Work task:
Please write out every record exactly, but keep any images out of it.

Working data:
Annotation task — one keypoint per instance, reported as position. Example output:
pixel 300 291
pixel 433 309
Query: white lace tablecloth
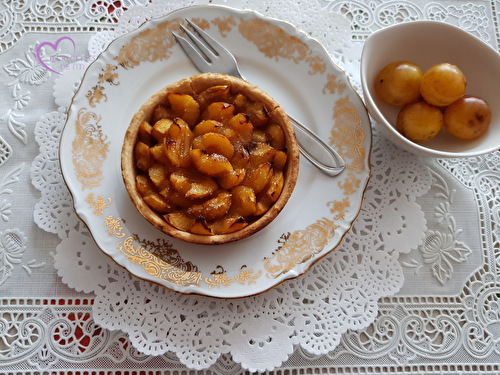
pixel 413 288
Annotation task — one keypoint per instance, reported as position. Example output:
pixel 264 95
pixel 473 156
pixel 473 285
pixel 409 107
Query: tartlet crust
pixel 193 86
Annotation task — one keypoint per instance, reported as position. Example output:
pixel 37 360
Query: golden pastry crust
pixel 245 98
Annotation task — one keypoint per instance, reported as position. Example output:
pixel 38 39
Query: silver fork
pixel 210 56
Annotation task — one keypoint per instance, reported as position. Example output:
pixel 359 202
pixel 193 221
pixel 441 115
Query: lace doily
pixel 343 312
pixel 339 293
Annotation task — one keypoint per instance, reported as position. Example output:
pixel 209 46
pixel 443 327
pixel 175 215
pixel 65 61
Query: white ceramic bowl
pixel 427 43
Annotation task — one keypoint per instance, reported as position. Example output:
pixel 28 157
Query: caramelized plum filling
pixel 210 163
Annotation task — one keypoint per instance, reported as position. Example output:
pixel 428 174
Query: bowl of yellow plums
pixel 433 89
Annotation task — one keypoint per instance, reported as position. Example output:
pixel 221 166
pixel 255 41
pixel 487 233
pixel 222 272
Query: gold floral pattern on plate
pixel 312 223
pixel 89 149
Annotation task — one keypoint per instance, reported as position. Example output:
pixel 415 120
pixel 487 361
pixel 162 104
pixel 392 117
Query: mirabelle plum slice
pixel 185 107
pixel 158 153
pixel 143 184
pixel 259 178
pixel 243 201
pixel 241 157
pixel 232 179
pixel 264 203
pixel 214 143
pixel 242 127
pixel 158 203
pixel 160 129
pixel 219 93
pixel 214 165
pixel 180 220
pixel 150 196
pixel 214 208
pixel 229 225
pixel 192 185
pixel 218 111
pixel 200 226
pixel 206 126
pixel 178 143
pixel 162 112
pixel 259 136
pixel 158 174
pixel 142 156
pixel 261 153
pixel 275 136
pixel 145 132
pixel 259 114
pixel 275 186
pixel 280 159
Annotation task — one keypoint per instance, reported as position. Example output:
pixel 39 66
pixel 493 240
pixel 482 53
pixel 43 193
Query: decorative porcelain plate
pixel 294 69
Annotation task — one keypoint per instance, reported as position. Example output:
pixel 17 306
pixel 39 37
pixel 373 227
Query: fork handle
pixel 325 158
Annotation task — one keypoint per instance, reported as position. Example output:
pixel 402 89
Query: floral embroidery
pixel 10 178
pixel 441 249
pixel 28 70
pixel 99 204
pixel 12 247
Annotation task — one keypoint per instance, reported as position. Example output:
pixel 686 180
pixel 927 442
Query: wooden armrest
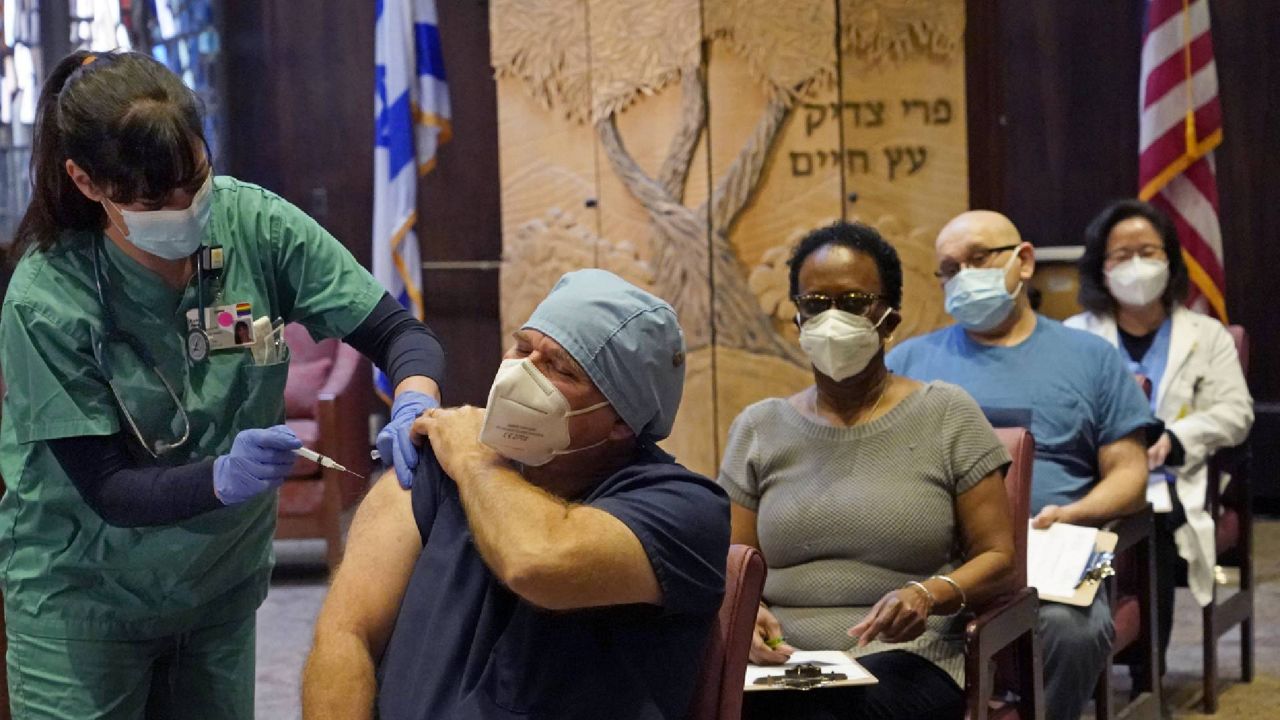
pixel 1230 459
pixel 1132 529
pixel 1002 624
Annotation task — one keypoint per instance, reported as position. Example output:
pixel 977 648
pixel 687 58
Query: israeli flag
pixel 411 108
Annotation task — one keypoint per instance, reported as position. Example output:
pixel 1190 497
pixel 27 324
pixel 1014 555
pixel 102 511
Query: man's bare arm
pixel 551 552
pixel 1121 487
pixel 360 610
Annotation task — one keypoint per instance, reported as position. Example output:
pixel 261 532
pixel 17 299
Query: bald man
pixel 1074 392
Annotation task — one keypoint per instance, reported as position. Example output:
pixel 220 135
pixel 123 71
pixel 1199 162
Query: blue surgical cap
pixel 627 341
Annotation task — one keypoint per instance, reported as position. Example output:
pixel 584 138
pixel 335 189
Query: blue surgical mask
pixel 977 296
pixel 172 235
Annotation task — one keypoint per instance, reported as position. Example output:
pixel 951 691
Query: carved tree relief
pixel 782 44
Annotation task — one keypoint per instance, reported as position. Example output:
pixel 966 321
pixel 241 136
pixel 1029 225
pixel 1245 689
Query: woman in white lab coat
pixel 1133 281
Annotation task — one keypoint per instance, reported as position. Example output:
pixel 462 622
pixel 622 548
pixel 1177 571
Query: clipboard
pixel 1086 591
pixel 827 660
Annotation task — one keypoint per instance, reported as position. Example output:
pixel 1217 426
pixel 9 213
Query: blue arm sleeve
pixel 681 520
pixel 398 343
pixel 128 496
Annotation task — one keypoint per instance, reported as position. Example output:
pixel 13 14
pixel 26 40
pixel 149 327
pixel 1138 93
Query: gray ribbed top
pixel 849 514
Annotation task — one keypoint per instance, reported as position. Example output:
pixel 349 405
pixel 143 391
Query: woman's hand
pixel 767 629
pixel 1159 451
pixel 899 616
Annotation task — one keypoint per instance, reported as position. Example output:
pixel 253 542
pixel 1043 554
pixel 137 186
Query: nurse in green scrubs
pixel 140 442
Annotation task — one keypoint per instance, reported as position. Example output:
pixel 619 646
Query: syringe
pixel 324 461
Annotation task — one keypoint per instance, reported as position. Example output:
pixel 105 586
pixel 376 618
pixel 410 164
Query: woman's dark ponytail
pixel 127 122
pixel 53 191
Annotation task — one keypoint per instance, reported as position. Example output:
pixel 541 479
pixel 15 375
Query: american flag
pixel 1180 126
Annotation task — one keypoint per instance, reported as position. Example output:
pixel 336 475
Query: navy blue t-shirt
pixel 1070 387
pixel 466 647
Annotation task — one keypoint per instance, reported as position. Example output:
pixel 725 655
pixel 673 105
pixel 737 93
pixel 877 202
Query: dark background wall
pixel 1054 133
pixel 1054 136
pixel 300 122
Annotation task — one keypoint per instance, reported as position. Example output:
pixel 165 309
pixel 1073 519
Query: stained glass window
pixel 19 86
pixel 181 33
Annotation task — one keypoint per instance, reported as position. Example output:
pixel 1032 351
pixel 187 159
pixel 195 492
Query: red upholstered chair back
pixel 310 365
pixel 1242 346
pixel 718 695
pixel 1018 486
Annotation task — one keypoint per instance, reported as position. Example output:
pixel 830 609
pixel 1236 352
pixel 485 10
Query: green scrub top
pixel 65 572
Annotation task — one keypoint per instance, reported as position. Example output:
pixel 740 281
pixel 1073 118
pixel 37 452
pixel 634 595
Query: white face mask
pixel 172 235
pixel 526 418
pixel 977 296
pixel 840 343
pixel 1138 281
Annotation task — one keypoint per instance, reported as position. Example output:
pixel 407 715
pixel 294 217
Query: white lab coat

Output for this exercise:
Annotation task — one keypoint per instance, reported as position. Example output:
pixel 300 291
pixel 433 309
Query: white lace tablecloth
pixel 413 288
Annotation task — one keypoint per instance, reported as position. Example output:
pixel 264 95
pixel 473 156
pixel 473 285
pixel 409 107
Query: tartlet crust
pixel 193 86
Annotation task — one keypoint per instance, reported as position. Example output:
pixel 37 360
Query: golden pastry crust
pixel 245 98
Annotation task — one keypoint per instance, reported as position. Example output:
pixel 38 39
Query: silver fork
pixel 210 56
Annotation task — one keypoint per instance, reported as position. Example output:
pixel 359 202
pixel 193 221
pixel 441 115
Query: lace doily
pixel 343 312
pixel 339 293
Annotation task — one keypoint per instance, reported as position. Example output:
pixel 209 46
pixel 443 327
pixel 175 215
pixel 65 61
Query: white ceramic bowl
pixel 427 43
Annotation task — one keypoint per instance, reported as position. Example output:
pixel 28 157
Query: caramelized plum filling
pixel 210 163
Annotation task — one keypoint per instance, reported as position. Example output:
pixel 428 174
Query: bowl of yellow plums
pixel 433 89
Annotation task — one keypoint per instance, reported as position. Example output:
pixel 221 166
pixel 255 41
pixel 487 233
pixel 222 272
Query: gold floral pattern on plate
pixel 312 223
pixel 89 149
Annotation task — one keypoint per instance, reported as position. Example output:
pixel 415 120
pixel 487 361
pixel 162 104
pixel 392 117
Query: mirabelle plum slice
pixel 185 107
pixel 158 153
pixel 143 184
pixel 259 178
pixel 243 201
pixel 241 157
pixel 232 179
pixel 264 203
pixel 214 143
pixel 242 127
pixel 158 203
pixel 160 129
pixel 219 93
pixel 214 165
pixel 180 220
pixel 150 196
pixel 214 208
pixel 229 225
pixel 192 185
pixel 218 111
pixel 200 226
pixel 206 126
pixel 178 143
pixel 162 112
pixel 259 136
pixel 158 174
pixel 142 156
pixel 261 153
pixel 275 136
pixel 145 132
pixel 259 114
pixel 275 186
pixel 280 159
Annotation task — one keypoint per instance, reported as position. Example output:
pixel 39 66
pixel 493 240
pixel 482 53
pixel 43 193
Query: decorative porcelain plate
pixel 294 69
Annotation task — one keypoint per instance, reported as position. Example output:
pixel 17 306
pixel 39 37
pixel 373 227
Query: fork handle
pixel 325 158
Annotation task — one keypoint per instance, reported as position. Example output:
pixel 402 89
Query: floral embroidery
pixel 10 178
pixel 441 249
pixel 28 70
pixel 99 204
pixel 12 247
Annotation task — one keypoint per instance, reported as position. Example output:
pixel 686 180
pixel 927 442
Query: wooden armrest
pixel 1230 459
pixel 1132 529
pixel 1002 624
Annotation task — one keypoint per instance, reported as position. Example output:
pixel 977 648
pixel 687 58
Query: israeli flag
pixel 411 108
Annotation task — one keypoint per instance, reported as position. Example output:
pixel 1190 497
pixel 27 324
pixel 1014 555
pixel 102 511
Query: man's bare arm
pixel 551 552
pixel 1121 487
pixel 360 610
Annotation task — one keypoint per instance, reported as position. Example output:
pixel 261 532
pixel 17 299
Query: bald man
pixel 1074 392
Annotation task — one keypoint per instance, reported as position. Example output:
pixel 220 135
pixel 123 71
pixel 1199 162
Query: blue surgical cap
pixel 627 341
Annotation task — one keypoint per instance, reported as position. Example output:
pixel 584 138
pixel 335 189
Query: blue surgical mask
pixel 977 296
pixel 172 235
Annotation task — one keypoint per instance, reported as position. Example output:
pixel 951 691
Query: carved tree relief
pixel 782 44
Annotation task — one keypoint per instance, reported as position. Example output:
pixel 966 321
pixel 241 136
pixel 1029 225
pixel 1245 689
Query: woman in white lab coat
pixel 1133 281
Annotation task — one keypoint per instance, reported as position. Example output:
pixel 462 622
pixel 622 548
pixel 1177 571
Query: clipboard
pixel 1086 591
pixel 827 660
Annotation task — one keypoint per instance, reported as position. Example output:
pixel 1217 426
pixel 9 213
Query: blue arm sleeve
pixel 681 520
pixel 398 343
pixel 128 496
Annotation task — one keypoint per instance, reported as position. Example output:
pixel 13 14
pixel 26 40
pixel 149 327
pixel 1138 93
Query: gray ribbed top
pixel 849 514
Annotation task — one keypoint per instance, reported as position. Example output:
pixel 349 405
pixel 143 391
Query: woman's hand
pixel 767 629
pixel 1159 451
pixel 899 616
Annotation task — one keypoint per instance, reported as position. Example output:
pixel 253 542
pixel 1043 554
pixel 137 186
Query: nurse in green scrubs
pixel 140 442
Annotation task — one keypoint per instance, reported as position. Example output:
pixel 619 646
Query: syringe
pixel 324 461
Annotation task — one keypoint per instance, reported as position. Example output:
pixel 105 586
pixel 376 618
pixel 410 164
Query: woman's dark ponytail
pixel 127 122
pixel 53 191
Annotation task — one keypoint per instance, reported as position. Example output:
pixel 541 479
pixel 15 375
Query: american flag
pixel 1180 126
Annotation task — one keypoint per instance, reported as position. Example output:
pixel 336 475
Query: navy blue t-shirt
pixel 1070 387
pixel 466 647
Annotation task — one keypoint per instance, reported as position. Example output:
pixel 725 655
pixel 673 105
pixel 737 93
pixel 877 202
Query: dark background wall
pixel 1054 133
pixel 1054 136
pixel 300 122
Annotation task — one keypoint per instance, reported as position. Example output:
pixel 165 309
pixel 1073 519
Query: stained glass window
pixel 19 86
pixel 181 33
Annotation task — one keypoint per instance, reported as position. Example output:
pixel 1032 351
pixel 187 159
pixel 195 492
Query: red upholstered chair back
pixel 310 365
pixel 1242 346
pixel 718 695
pixel 1018 486
Annotation task — one keypoint per instance, reported as position. Example output:
pixel 830 609
pixel 1236 352
pixel 485 10
Query: green scrub top
pixel 65 572
Annotation task — one keypoint per instance, reported as position. Example output:
pixel 740 281
pixel 1073 118
pixel 37 452
pixel 634 595
Query: white face mask
pixel 172 235
pixel 526 418
pixel 977 296
pixel 840 343
pixel 1138 281
Annotation task — one keypoint per instance, reported as position. Example output:
pixel 407 715
pixel 294 217
Query: white lab coat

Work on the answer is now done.